** Opening DATA UNDER STUDY block **

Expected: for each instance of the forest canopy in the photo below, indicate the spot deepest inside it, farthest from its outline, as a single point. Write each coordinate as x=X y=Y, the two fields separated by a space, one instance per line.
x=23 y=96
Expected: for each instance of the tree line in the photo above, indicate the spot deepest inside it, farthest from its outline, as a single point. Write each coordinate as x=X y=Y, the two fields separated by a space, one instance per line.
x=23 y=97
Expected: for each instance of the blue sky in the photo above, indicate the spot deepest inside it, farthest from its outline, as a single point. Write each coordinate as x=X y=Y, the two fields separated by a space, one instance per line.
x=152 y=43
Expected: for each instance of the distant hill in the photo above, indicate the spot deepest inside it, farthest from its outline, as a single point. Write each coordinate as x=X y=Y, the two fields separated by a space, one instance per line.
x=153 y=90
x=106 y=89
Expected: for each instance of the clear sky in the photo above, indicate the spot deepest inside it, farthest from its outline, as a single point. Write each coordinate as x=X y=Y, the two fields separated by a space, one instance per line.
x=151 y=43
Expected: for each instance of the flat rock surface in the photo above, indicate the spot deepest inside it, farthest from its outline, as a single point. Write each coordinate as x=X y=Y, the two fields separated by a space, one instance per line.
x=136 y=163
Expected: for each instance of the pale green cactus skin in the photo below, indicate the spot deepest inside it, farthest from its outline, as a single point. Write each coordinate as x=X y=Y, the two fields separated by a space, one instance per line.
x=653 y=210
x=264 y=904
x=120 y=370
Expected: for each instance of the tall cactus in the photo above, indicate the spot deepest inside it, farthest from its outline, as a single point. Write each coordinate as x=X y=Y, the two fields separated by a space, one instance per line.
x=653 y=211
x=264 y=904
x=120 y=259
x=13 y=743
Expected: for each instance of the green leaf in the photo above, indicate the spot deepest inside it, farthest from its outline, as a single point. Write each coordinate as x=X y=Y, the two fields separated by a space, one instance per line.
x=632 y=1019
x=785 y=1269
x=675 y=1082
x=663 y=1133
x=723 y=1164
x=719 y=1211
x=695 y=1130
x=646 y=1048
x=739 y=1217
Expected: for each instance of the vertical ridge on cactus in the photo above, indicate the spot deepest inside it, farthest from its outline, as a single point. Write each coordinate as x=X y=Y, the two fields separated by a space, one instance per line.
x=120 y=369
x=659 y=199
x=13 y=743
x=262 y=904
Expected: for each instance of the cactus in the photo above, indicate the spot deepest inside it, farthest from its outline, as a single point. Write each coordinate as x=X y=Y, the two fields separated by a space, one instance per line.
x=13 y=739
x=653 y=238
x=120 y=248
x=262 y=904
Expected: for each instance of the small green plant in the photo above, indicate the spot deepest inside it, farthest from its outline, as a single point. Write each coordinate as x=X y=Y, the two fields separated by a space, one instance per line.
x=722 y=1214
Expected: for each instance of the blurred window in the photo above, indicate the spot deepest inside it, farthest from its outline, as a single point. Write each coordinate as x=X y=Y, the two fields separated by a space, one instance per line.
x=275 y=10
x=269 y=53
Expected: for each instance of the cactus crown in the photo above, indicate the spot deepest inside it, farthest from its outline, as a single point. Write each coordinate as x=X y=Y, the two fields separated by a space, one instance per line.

** Closing DATA UNDER STUDY block **

● **TASK GOAL**
Print the whole listing exactly as it is.

● **ANSWER TO THIS PROBLEM**
Expected: for each instance of the forest canopy in the photo below, indicate the spot deepest inside it, farthest from its outline, as a single point. Write each coordinate as x=X y=Y, the two fields separated by a space, one instance per line.
x=23 y=96
Expected: for each instance of the tree line in the photo above, indicate the spot deepest inside it, farthest from its outline, as a single point. Write each coordinate as x=X y=Y, the two fields separated by a space, one instance per line.
x=23 y=97
Expected: for each instance of the blue sky in the photo above, indicate the spot deepest inside it, farthest from its outline, as a single point. Write each coordinate as x=X y=Y, the two fields separated by a space, one instance per line.
x=152 y=43
Expected: for each instance of the distant hill in the photo above, indicate the spot deepest inside it, farthest from its outline, as a single point. Write each coordinate as x=X y=Y, the two fields separated by a space, one instance per line.
x=153 y=90
x=106 y=89
Expected: for each instance of the clear sky in the photo above, indicate the spot deepest inside it, farthest from its outline, as a single point. Write each coordinate as x=X y=Y, the two fields separated by a space, one instance per line.
x=151 y=43
Expected: for each instance of the flat rock surface in the photo above, indicate the spot deepest inside it, farthest from its outline, as a single point. Write each coordinate as x=X y=Y, the two fields separated by a space, one instance per line.
x=136 y=163
Expected: for each instance of the pale green cactus skin in the photo below, indicate the spot deepest inside it, farthest from its outline, as a single point. Write each coordinate as x=X y=Y, the two fields separated by a space, one instance per line.
x=653 y=210
x=264 y=904
x=120 y=370
Expected: for each instance of the tall cactus in the photo above, indicate the spot deepest inside it, farthest from its outline, as a single point. Write each coordinate as x=X y=Y, the two fields separated by a space, one instance per line.
x=653 y=211
x=264 y=904
x=120 y=259
x=13 y=743
Expected: for each instance of the green leaf in the photo above, indicate the spot deepest inside it, farthest from its outline, as a single point. Write each coordinate as x=X y=Y, the two fields separated by a space, one instance per line.
x=632 y=1019
x=785 y=1269
x=675 y=1082
x=663 y=1133
x=723 y=1164
x=719 y=1211
x=695 y=1130
x=646 y=1048
x=739 y=1217
Expected: for each instance of the vertical ridge on cactus in the photo above, indicate the spot deepest inside it, farthest from its outline, as a single point. Write each coordinate as x=X y=Y, the two fields separated by a space, one instance per line.
x=120 y=369
x=659 y=199
x=13 y=743
x=262 y=904
Expected: for each instance of the cactus in the photo above, indicate the spot deepest inside it, farthest from its outline, as a single point. Write each coordinate as x=X y=Y, the two fields separated by a space, one instance per line.
x=13 y=739
x=653 y=238
x=120 y=248
x=262 y=904
Expected: for each instance of the small green plant in the photo above, indicate the spot deepest inside it, farthest from its outline, as a single point. Write each coordinate as x=X y=Y, the two fields separated by a space, one instance per line.
x=722 y=1214
Expected: for each instance of the blurred window in the photo above, indicate the spot deepest inside it, farthest from its outline, as a single point. Write each coordinate as x=X y=Y, the two fields separated by a space, one instance per line.
x=275 y=10
x=269 y=53
Expected: for each instance of the cactus crown in the photo above, indicate the spot deepest inside it, farthest from its outline, as a single point. Write each coordinate as x=X y=Y, the two fields separated by a space, one instance per line.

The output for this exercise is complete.